**Records for the task:**
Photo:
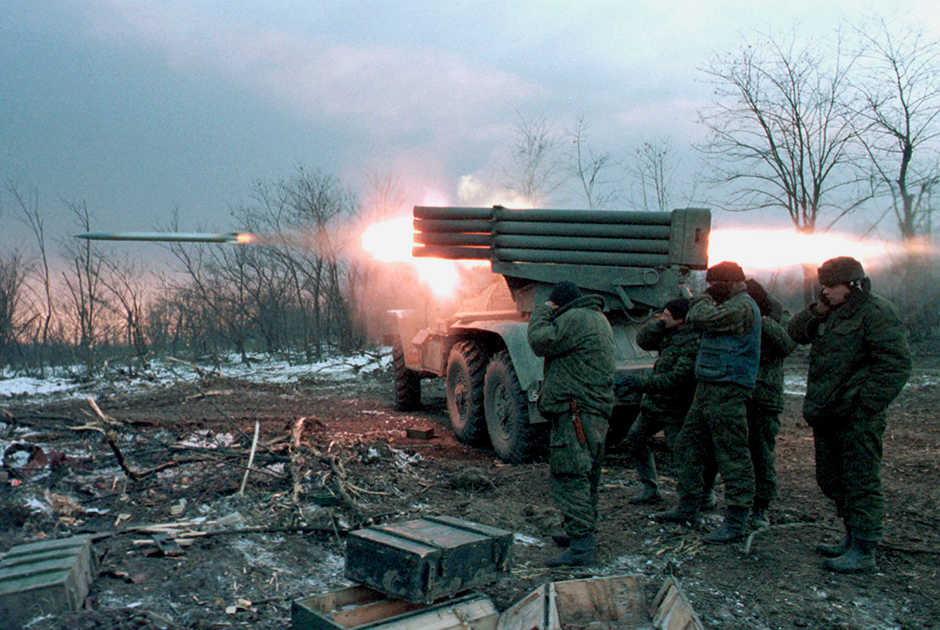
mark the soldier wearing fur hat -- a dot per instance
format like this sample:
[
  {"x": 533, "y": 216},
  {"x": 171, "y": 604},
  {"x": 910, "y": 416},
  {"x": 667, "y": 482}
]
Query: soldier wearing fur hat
[
  {"x": 666, "y": 393},
  {"x": 858, "y": 363},
  {"x": 766, "y": 404},
  {"x": 716, "y": 425},
  {"x": 573, "y": 335}
]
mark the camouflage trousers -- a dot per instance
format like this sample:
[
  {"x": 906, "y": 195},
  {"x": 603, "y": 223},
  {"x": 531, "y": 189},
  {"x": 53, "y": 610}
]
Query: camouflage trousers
[
  {"x": 763, "y": 426},
  {"x": 648, "y": 424},
  {"x": 576, "y": 471},
  {"x": 848, "y": 471},
  {"x": 716, "y": 427}
]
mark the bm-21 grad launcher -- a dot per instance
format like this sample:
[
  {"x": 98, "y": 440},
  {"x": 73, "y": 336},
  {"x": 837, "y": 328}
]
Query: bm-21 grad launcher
[{"x": 637, "y": 261}]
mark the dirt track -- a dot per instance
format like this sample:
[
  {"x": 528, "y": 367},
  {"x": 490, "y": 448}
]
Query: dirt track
[{"x": 266, "y": 549}]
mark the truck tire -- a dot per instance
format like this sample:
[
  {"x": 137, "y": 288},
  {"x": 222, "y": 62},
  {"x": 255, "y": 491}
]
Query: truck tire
[
  {"x": 466, "y": 370},
  {"x": 513, "y": 437},
  {"x": 407, "y": 382}
]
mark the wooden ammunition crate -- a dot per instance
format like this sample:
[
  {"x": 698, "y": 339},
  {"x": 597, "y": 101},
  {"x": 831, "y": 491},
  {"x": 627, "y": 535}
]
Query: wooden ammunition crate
[
  {"x": 611, "y": 603},
  {"x": 45, "y": 577},
  {"x": 427, "y": 559},
  {"x": 361, "y": 608}
]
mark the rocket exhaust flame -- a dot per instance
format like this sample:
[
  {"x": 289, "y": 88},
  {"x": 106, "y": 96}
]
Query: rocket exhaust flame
[{"x": 393, "y": 240}]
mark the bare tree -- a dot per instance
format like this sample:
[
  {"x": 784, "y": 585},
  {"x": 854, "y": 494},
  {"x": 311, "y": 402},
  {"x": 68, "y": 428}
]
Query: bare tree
[
  {"x": 13, "y": 272},
  {"x": 538, "y": 169},
  {"x": 86, "y": 293},
  {"x": 27, "y": 211},
  {"x": 591, "y": 169},
  {"x": 899, "y": 107},
  {"x": 126, "y": 282},
  {"x": 899, "y": 121},
  {"x": 781, "y": 129},
  {"x": 653, "y": 175}
]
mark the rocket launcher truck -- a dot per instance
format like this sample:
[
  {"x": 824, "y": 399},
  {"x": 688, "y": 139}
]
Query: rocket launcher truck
[{"x": 637, "y": 261}]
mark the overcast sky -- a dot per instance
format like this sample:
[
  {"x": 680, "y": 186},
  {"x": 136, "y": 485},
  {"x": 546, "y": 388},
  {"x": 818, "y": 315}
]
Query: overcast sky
[{"x": 140, "y": 107}]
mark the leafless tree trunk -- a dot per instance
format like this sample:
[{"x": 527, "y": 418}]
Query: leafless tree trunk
[
  {"x": 653, "y": 171},
  {"x": 899, "y": 127},
  {"x": 13, "y": 272},
  {"x": 27, "y": 211},
  {"x": 127, "y": 284},
  {"x": 590, "y": 168},
  {"x": 83, "y": 281}
]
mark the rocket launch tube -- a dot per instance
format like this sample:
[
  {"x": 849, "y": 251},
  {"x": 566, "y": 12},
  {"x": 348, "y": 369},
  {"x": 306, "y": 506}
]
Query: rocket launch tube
[
  {"x": 542, "y": 228},
  {"x": 612, "y": 259},
  {"x": 572, "y": 216},
  {"x": 544, "y": 242},
  {"x": 581, "y": 244},
  {"x": 577, "y": 237}
]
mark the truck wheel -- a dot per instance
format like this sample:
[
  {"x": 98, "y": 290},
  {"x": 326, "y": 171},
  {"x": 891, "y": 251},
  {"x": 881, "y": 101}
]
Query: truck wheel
[
  {"x": 514, "y": 438},
  {"x": 466, "y": 369},
  {"x": 407, "y": 382}
]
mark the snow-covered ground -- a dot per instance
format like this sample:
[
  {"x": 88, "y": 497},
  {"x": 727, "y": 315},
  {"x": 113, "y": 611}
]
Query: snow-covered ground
[{"x": 62, "y": 386}]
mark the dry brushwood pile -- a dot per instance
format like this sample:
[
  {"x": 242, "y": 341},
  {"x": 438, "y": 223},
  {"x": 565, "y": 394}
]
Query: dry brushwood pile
[{"x": 215, "y": 503}]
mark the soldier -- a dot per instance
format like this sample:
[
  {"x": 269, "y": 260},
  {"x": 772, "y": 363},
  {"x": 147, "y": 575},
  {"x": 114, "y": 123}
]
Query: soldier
[
  {"x": 858, "y": 363},
  {"x": 726, "y": 369},
  {"x": 766, "y": 404},
  {"x": 667, "y": 392},
  {"x": 574, "y": 336}
]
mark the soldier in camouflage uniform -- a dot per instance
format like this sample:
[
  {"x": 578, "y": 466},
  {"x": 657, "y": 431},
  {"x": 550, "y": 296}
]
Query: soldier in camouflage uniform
[
  {"x": 858, "y": 363},
  {"x": 766, "y": 404},
  {"x": 726, "y": 369},
  {"x": 571, "y": 332},
  {"x": 667, "y": 392}
]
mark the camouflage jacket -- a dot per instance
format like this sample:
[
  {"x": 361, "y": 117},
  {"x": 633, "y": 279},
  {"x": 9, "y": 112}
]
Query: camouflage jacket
[
  {"x": 578, "y": 346},
  {"x": 859, "y": 361},
  {"x": 671, "y": 386},
  {"x": 730, "y": 347}
]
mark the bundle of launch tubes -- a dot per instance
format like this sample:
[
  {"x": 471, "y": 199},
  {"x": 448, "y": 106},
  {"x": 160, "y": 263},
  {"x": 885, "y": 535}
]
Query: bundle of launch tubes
[{"x": 579, "y": 237}]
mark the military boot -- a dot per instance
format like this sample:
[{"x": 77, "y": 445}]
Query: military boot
[
  {"x": 580, "y": 553},
  {"x": 841, "y": 548},
  {"x": 860, "y": 558},
  {"x": 709, "y": 501},
  {"x": 759, "y": 519},
  {"x": 731, "y": 529},
  {"x": 646, "y": 471},
  {"x": 685, "y": 513}
]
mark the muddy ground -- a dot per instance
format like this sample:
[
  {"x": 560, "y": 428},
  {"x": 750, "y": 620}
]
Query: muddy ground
[{"x": 246, "y": 556}]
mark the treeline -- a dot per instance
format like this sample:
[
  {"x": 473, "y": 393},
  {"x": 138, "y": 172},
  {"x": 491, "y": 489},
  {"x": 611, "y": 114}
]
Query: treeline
[{"x": 298, "y": 292}]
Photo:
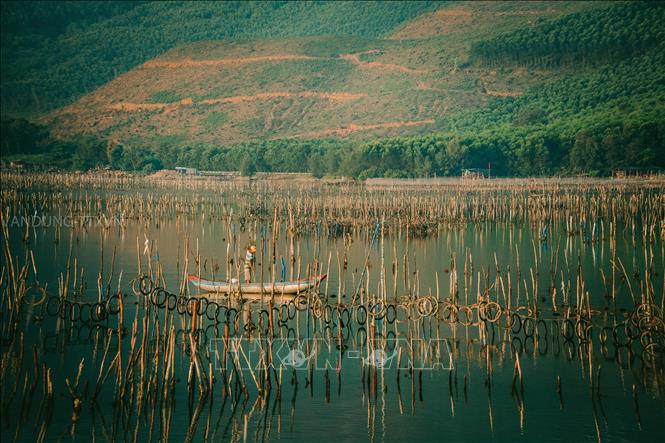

**What you are asked to do:**
The records must be restated word for word, apart from any images.

**Expected output:**
Photo:
mark the soldier wearing fur hat -- a dot per instance
format like this sample:
[
  {"x": 533, "y": 216},
  {"x": 171, "y": 604},
  {"x": 910, "y": 416},
  {"x": 667, "y": 482}
]
Query: soldier wearing fur hat
[
  {"x": 666, "y": 393},
  {"x": 858, "y": 363},
  {"x": 766, "y": 404},
  {"x": 716, "y": 425},
  {"x": 573, "y": 335}
]
mark the camouflage trousers -- a dot per instance
format like this sample:
[
  {"x": 906, "y": 195},
  {"x": 603, "y": 223},
  {"x": 531, "y": 189},
  {"x": 53, "y": 610}
]
Query: camouflage trousers
[
  {"x": 763, "y": 426},
  {"x": 648, "y": 424},
  {"x": 576, "y": 471},
  {"x": 848, "y": 471},
  {"x": 716, "y": 427}
]
mark the bm-21 grad launcher -- a dot per instance
format like this sample:
[
  {"x": 98, "y": 440},
  {"x": 73, "y": 336},
  {"x": 837, "y": 328}
]
Query: bm-21 grad launcher
[{"x": 637, "y": 261}]
mark the dirt track -- a dot per instance
format like this sample:
[
  {"x": 528, "y": 367},
  {"x": 490, "y": 448}
]
Query: dirt track
[{"x": 266, "y": 549}]
mark the truck tire -- a dot per instance
format like this sample:
[
  {"x": 137, "y": 288},
  {"x": 222, "y": 62},
  {"x": 255, "y": 491}
]
Query: truck tire
[
  {"x": 466, "y": 370},
  {"x": 513, "y": 437},
  {"x": 407, "y": 382}
]
mark the wooden ammunition crate -- a dot per instance
format like this sample:
[
  {"x": 698, "y": 339},
  {"x": 597, "y": 101},
  {"x": 831, "y": 491},
  {"x": 627, "y": 535}
]
Query: wooden ammunition crate
[
  {"x": 611, "y": 603},
  {"x": 45, "y": 577},
  {"x": 427, "y": 559},
  {"x": 361, "y": 608}
]
mark the rocket exhaust flame -- a dot per instance
format like this sample:
[
  {"x": 289, "y": 88},
  {"x": 106, "y": 96}
]
Query: rocket exhaust flame
[{"x": 393, "y": 240}]
mark the bare tree -- a dot per instance
format like this sample:
[
  {"x": 784, "y": 585},
  {"x": 854, "y": 494},
  {"x": 311, "y": 402},
  {"x": 68, "y": 428}
]
Query: bare tree
[
  {"x": 13, "y": 272},
  {"x": 538, "y": 169},
  {"x": 86, "y": 293},
  {"x": 27, "y": 211},
  {"x": 591, "y": 169},
  {"x": 899, "y": 107},
  {"x": 126, "y": 282},
  {"x": 899, "y": 121},
  {"x": 781, "y": 129},
  {"x": 653, "y": 175}
]
mark the rocket launcher truck -- a dot per instance
format like this sample:
[
  {"x": 824, "y": 399},
  {"x": 688, "y": 139}
]
Query: rocket launcher truck
[{"x": 637, "y": 261}]
mark the overcast sky -- a dot per instance
format like this sample:
[
  {"x": 680, "y": 186},
  {"x": 136, "y": 485},
  {"x": 546, "y": 388},
  {"x": 818, "y": 315}
]
Query: overcast sky
[{"x": 140, "y": 107}]
mark the leafless tree trunk -- a dot per instance
format like this sample:
[{"x": 527, "y": 418}]
Query: leafless tree trunk
[
  {"x": 653, "y": 171},
  {"x": 899, "y": 127},
  {"x": 13, "y": 272},
  {"x": 27, "y": 211},
  {"x": 127, "y": 284},
  {"x": 590, "y": 168},
  {"x": 83, "y": 281}
]
mark the rocket launch tube -- a dot per instance
format like this sample:
[
  {"x": 849, "y": 251},
  {"x": 566, "y": 12},
  {"x": 348, "y": 369},
  {"x": 306, "y": 506}
]
Query: rocket launch tube
[
  {"x": 542, "y": 228},
  {"x": 612, "y": 259},
  {"x": 572, "y": 216},
  {"x": 544, "y": 242},
  {"x": 581, "y": 244},
  {"x": 577, "y": 237}
]
mark the truck wheel -- a dot per instance
format like this sample:
[
  {"x": 98, "y": 290},
  {"x": 326, "y": 171},
  {"x": 891, "y": 251},
  {"x": 881, "y": 101}
]
Query: truck wheel
[
  {"x": 514, "y": 438},
  {"x": 466, "y": 369},
  {"x": 407, "y": 382}
]
mark the snow-covered ground -- a dot per instance
format like this sample:
[
  {"x": 88, "y": 497},
  {"x": 727, "y": 315},
  {"x": 113, "y": 611}
]
Query: snow-covered ground
[{"x": 62, "y": 386}]
mark the dry brushwood pile -- a dot per instance
format like this sample:
[
  {"x": 242, "y": 341},
  {"x": 438, "y": 223},
  {"x": 565, "y": 394}
]
Query: dry brushwood pile
[{"x": 215, "y": 503}]
mark the soldier -- a dot per instance
format like this sample:
[
  {"x": 269, "y": 260},
  {"x": 772, "y": 363},
  {"x": 147, "y": 575},
  {"x": 114, "y": 123}
]
Query: soldier
[
  {"x": 858, "y": 363},
  {"x": 726, "y": 369},
  {"x": 766, "y": 404},
  {"x": 667, "y": 392},
  {"x": 574, "y": 336}
]
mark the soldier in camouflage uniform -- a dot per instance
format like this sample:
[
  {"x": 578, "y": 466},
  {"x": 657, "y": 431},
  {"x": 550, "y": 296}
]
Query: soldier in camouflage uniform
[
  {"x": 858, "y": 363},
  {"x": 766, "y": 404},
  {"x": 726, "y": 369},
  {"x": 571, "y": 332},
  {"x": 667, "y": 392}
]
mark the camouflage jacket -- a dot per instance
format like this sample:
[
  {"x": 361, "y": 117},
  {"x": 633, "y": 279},
  {"x": 9, "y": 112}
]
Query: camouflage jacket
[
  {"x": 578, "y": 346},
  {"x": 859, "y": 361},
  {"x": 671, "y": 386},
  {"x": 730, "y": 347}
]
mark the bundle of launch tubes -- a dot per instance
format like this sample:
[
  {"x": 471, "y": 199},
  {"x": 448, "y": 106},
  {"x": 160, "y": 263},
  {"x": 885, "y": 535}
]
Query: bundle of launch tubes
[{"x": 579, "y": 237}]
mark the military boot -- a dot per instance
format like this sample:
[{"x": 77, "y": 445}]
Query: military boot
[
  {"x": 580, "y": 553},
  {"x": 841, "y": 548},
  {"x": 860, "y": 558},
  {"x": 709, "y": 501},
  {"x": 759, "y": 519},
  {"x": 731, "y": 529},
  {"x": 646, "y": 471},
  {"x": 685, "y": 513}
]
mark the muddy ground -- a dot per instance
format like this sample:
[
  {"x": 560, "y": 428},
  {"x": 750, "y": 620}
]
Query: muddy ground
[{"x": 246, "y": 556}]
mark the treeline -- a dot per instance
format like this sample:
[
  {"x": 473, "y": 393},
  {"x": 138, "y": 172},
  {"x": 491, "y": 489},
  {"x": 611, "y": 114}
]
Query: treeline
[{"x": 298, "y": 292}]
Photo:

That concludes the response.